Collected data
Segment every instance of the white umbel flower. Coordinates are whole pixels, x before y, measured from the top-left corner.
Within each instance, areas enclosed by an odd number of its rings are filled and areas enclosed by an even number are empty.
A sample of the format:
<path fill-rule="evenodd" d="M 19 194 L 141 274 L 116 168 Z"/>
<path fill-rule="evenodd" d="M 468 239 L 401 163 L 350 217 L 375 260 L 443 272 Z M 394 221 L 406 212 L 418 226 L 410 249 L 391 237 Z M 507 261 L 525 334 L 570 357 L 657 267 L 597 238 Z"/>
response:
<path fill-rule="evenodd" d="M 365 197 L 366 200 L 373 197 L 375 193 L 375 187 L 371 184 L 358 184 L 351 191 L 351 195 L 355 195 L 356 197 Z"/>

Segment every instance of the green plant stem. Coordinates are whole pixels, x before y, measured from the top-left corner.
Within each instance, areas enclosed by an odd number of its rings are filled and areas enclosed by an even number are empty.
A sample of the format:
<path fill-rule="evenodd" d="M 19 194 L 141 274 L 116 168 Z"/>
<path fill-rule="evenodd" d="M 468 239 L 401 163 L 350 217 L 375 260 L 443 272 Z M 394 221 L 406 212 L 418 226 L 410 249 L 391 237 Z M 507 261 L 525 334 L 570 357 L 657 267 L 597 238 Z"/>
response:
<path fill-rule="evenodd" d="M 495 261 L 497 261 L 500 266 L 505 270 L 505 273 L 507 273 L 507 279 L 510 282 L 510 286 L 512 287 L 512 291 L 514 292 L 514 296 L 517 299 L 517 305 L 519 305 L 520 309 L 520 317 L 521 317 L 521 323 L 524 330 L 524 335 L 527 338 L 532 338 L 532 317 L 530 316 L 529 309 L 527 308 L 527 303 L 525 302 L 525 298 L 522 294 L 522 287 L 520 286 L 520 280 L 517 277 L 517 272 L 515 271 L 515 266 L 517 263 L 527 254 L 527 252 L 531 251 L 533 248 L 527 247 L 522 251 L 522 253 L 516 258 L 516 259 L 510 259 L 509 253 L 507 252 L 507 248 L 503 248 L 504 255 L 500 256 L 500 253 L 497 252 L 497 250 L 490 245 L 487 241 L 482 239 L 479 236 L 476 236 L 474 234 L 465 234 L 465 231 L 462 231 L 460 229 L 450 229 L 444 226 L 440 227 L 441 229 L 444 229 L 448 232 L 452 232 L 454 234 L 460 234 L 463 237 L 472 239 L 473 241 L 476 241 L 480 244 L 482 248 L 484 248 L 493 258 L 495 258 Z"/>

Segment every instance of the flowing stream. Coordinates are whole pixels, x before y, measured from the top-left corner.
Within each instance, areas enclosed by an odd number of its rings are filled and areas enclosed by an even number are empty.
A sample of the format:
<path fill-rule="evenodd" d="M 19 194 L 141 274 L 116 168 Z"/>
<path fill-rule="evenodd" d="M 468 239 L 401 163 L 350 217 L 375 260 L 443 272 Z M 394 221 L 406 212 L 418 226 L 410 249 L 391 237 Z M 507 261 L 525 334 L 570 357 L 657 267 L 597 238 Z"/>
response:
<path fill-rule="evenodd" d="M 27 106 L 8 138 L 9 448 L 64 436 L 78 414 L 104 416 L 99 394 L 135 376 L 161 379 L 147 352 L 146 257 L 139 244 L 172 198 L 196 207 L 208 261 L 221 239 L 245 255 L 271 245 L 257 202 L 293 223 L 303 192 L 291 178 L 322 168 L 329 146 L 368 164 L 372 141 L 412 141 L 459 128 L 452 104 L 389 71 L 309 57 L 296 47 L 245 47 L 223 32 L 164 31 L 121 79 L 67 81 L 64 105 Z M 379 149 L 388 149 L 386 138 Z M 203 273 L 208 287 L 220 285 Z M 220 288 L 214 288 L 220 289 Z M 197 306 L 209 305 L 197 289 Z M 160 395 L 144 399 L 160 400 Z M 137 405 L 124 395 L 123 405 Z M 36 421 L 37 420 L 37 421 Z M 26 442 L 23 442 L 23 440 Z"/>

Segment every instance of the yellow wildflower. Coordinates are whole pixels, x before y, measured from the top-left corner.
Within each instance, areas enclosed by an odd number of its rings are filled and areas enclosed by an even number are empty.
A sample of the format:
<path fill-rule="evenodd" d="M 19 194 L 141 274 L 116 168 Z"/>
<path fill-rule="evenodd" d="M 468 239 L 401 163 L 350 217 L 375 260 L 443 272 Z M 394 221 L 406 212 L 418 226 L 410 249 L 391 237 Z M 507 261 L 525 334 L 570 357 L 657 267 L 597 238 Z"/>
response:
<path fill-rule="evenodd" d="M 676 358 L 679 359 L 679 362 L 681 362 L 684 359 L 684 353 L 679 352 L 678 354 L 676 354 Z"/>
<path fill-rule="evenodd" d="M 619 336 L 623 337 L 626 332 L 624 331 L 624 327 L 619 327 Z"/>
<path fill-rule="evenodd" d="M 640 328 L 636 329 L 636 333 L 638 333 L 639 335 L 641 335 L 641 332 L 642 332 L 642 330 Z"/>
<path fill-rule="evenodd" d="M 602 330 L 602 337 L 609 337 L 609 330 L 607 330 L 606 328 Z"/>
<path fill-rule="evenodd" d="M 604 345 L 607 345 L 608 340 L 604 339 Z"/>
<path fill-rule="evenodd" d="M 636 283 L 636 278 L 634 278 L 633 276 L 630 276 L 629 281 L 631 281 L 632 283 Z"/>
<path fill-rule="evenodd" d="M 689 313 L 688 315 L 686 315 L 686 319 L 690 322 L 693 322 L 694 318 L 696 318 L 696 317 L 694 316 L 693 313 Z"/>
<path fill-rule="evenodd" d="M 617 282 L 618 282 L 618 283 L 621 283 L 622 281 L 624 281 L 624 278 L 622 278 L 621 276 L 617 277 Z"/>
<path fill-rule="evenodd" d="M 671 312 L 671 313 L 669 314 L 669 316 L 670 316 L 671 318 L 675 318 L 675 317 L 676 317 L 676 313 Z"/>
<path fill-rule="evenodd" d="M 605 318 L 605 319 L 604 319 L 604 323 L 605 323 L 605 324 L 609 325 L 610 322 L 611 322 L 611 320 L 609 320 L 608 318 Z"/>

# WORK TO COMPLETE
Copy each line above where the string "corner" occurs.

# RESULT
Segment every instance of the white umbel flower. Coordinates are whole pixels, x before y, measured from the top-left corner.
Segment every instance of the green plant stem. Coordinates are whole pixels, x before y, measured from the top-left corner.
Segment every instance of the flowing stream. Coordinates are whole pixels, x before y, measured from the top-left corner.
Segment every instance of the yellow wildflower. Coordinates are whole pixels, x before y, measured from the top-left corner.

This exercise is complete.